- WHAT THE TASK ASKS -
Write out all of the records precisely. Skip anything that is a picture.

- DATA ENTRIES -
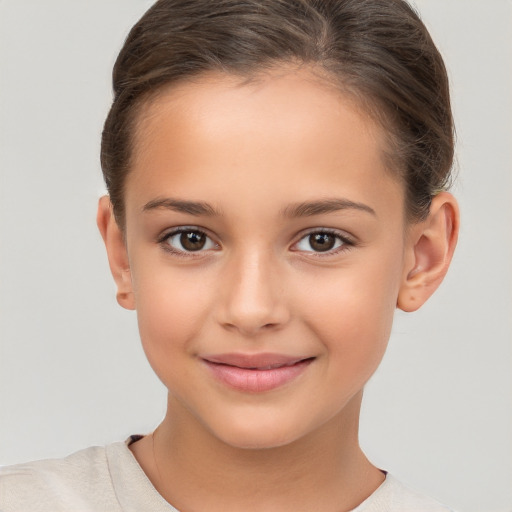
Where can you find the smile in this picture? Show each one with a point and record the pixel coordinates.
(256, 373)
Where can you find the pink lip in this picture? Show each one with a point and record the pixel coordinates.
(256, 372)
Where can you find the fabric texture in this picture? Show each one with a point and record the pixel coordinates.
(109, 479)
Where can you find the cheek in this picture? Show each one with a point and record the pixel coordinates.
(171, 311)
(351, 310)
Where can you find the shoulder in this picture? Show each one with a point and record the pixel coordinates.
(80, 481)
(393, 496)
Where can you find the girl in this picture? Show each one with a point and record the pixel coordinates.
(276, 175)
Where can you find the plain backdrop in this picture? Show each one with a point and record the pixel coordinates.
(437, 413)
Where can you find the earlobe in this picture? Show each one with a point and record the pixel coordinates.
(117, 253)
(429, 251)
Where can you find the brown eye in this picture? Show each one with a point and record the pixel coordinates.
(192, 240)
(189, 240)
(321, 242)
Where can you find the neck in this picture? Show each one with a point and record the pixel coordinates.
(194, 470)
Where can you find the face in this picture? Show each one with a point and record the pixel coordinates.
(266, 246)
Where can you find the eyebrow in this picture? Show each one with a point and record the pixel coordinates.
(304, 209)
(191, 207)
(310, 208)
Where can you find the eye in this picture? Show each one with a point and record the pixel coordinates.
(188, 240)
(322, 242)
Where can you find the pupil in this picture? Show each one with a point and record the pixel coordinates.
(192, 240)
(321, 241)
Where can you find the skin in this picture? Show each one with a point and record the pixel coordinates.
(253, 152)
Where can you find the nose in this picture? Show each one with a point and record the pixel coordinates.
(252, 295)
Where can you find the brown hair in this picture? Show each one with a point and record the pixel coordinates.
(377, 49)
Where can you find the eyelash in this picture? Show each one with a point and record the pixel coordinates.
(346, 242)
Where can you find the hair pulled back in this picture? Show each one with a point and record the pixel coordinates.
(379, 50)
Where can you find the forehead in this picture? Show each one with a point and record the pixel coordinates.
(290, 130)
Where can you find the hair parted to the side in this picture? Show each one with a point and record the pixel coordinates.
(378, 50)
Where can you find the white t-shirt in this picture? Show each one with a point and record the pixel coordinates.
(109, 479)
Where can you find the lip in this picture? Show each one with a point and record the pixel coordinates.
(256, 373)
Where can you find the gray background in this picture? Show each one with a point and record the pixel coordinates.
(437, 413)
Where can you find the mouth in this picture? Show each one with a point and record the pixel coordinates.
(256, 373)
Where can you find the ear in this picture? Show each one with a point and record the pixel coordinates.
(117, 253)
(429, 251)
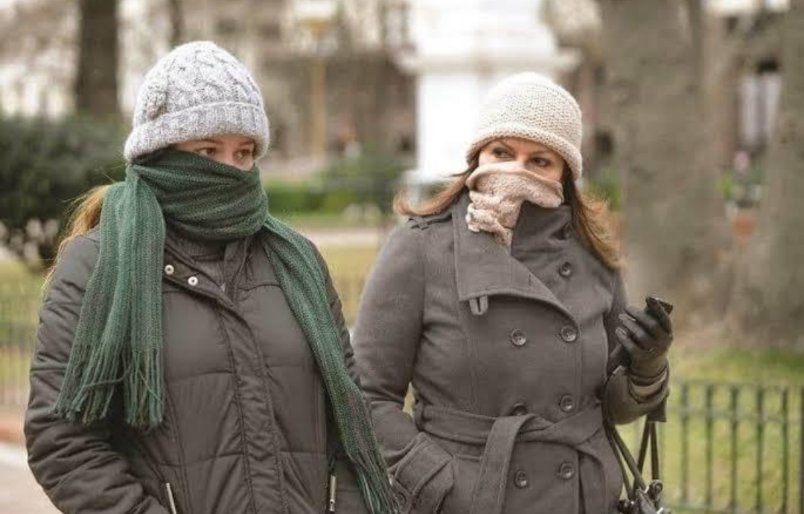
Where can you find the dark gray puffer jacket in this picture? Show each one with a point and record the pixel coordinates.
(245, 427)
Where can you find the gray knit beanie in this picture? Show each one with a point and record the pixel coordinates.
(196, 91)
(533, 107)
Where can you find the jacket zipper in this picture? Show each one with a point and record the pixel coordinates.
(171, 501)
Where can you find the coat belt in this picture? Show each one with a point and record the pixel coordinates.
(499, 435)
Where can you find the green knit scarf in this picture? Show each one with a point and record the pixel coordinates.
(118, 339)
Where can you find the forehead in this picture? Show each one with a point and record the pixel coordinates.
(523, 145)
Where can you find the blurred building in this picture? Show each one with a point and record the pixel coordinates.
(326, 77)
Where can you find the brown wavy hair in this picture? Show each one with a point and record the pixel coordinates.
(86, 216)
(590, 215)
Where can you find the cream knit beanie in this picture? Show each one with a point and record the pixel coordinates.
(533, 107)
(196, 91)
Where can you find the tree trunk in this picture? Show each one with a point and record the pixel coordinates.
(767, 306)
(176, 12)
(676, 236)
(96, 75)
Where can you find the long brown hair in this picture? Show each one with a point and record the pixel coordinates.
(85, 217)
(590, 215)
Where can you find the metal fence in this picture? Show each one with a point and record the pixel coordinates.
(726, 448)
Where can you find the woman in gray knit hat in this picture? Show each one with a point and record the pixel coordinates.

- TASK OUTPUT -
Where can you find the smile in this picture? Show each one with a point and record the pixel coordinates.
(256, 373)
Where can you find the pink lip in this picture? Show each one with a point and record the pixel coordinates.
(256, 372)
Where can you find the fabric texture in this picture? Show each one with a point and record the pixel coordinates.
(109, 479)
Where can you find the cheek in this picture? Show each one with a point and record the pixel coordinates.
(171, 311)
(351, 310)
Where can you find the shoulder in this picture? Show each one with a point and record the pixel coordinates.
(80, 481)
(393, 496)
Where can you find the girl in this picture? Show each one with a point and record the pixel coordinates.
(276, 175)
Where can you find the plain backdrop in this picture? Show each one with a point and record the pixel coordinates.
(437, 413)
Where can you find the earlobe in this picture? Show each one with a point and record the pixel coordinates.
(117, 253)
(429, 251)
Where can you find the brown eye in this picture? Show each one with a point and record the pixel coordinates.
(192, 240)
(189, 240)
(321, 242)
Where can you find the neck in this picture? Show each one with a point and record the pixel coordinates.
(194, 470)
Where can you find the face in this picture? Show each one with a point and record the pixel coordinates.
(266, 246)
Where can you find the eyebrow in this picture? Show each one with a point and record the pixel coordinates.
(304, 209)
(191, 207)
(310, 208)
Where can you find the eye in this picture? Show each one with a point and record the pixel coordinates.
(188, 240)
(322, 242)
Where can you find the pupil in this picture? Show each one with a point and record the pixel coordinates.
(192, 240)
(321, 241)
Where can you find the skin in this picture? Show each one with a point and record the pixel coordinates.
(253, 152)
Where can you find the nose in this picture? Show each one with a point and record the pixel coordinates.
(252, 295)
Where can you find the brown hair in this picture? Show each one with a point and record the pixel coordinates.
(377, 49)
Where can you find the eyelash in this picture? Show each one with a point and record the pixel coordinates.
(346, 242)
Where can you find the hair pulled back in this picture? Show each one with a point and record the pixel coordinates.
(379, 50)
Where can you find the forehead in this picture? Show each one with a point and record the pixel coordinates.
(290, 130)
Where can you find the hair parted to the side in this picture? Show each one with a point and record the pixel coordinates.
(378, 50)
Where can you find the white t-shirt in this picture? Show each one with a point and record the pixel coordinates.
(109, 479)
Where can you find the lip in this picture? Show each one with a point and record the pixel coordinates.
(256, 373)
Where can you find the gray background in this picture? Show each one with a point and record the pixel coordinates.
(437, 413)
Where can you find the mouth in this picture? Show each one with a point and record the pixel coordinates.
(256, 373)
Where can you find the ear in this picture? Show each one with a point and record the pixel coordinates.
(117, 253)
(429, 251)
Where can you find the dark gray puffer jacket in this picture? Show each one with a point and record the pixel coordinates.
(245, 427)
Where can you find the gray knit beanie in this picture? Show each one with a point and record the pixel coordinates.
(196, 91)
(533, 107)
Where can you find the jacket zipper in this picture? Show each one with a point and record the pixel coordinates.
(171, 501)
Where can you find the coat belt in this picture? Show each one with a point and record the pixel coordinates.
(499, 435)
Where can you find the green knit scarf in this picture? Show each one with a point and record the pixel coordinates.
(118, 339)
Where can you find the forehead in this picture? Show each one with a point and record the pixel coordinates.
(523, 145)
Where can you find the blurred building in this picture? Show each one with a point and record the pixel coordinates.
(326, 77)
Where can you find the brown wavy hair in this picture? Show each one with a point and record the pixel coordinates.
(86, 216)
(590, 215)
Where can you find the cream knit beanie in this picture? Show each one with a point and record the pixel coordinates.
(533, 107)
(196, 91)
Where can you find the tree trunk in this picture? Show each one with a point and record the pixel coordinates.
(767, 306)
(176, 12)
(676, 236)
(96, 75)
Where can you find the long brown hair in this picture? Show each one with a point and record the pixel coordinates.
(85, 217)
(590, 215)
Where can you find the metal fence in this picture? Show each one with a point and record the pixel coordinates.
(726, 448)
Where can you find the woman in gray knit hat in this picture? Show each one with a point and record the pixel coordinates.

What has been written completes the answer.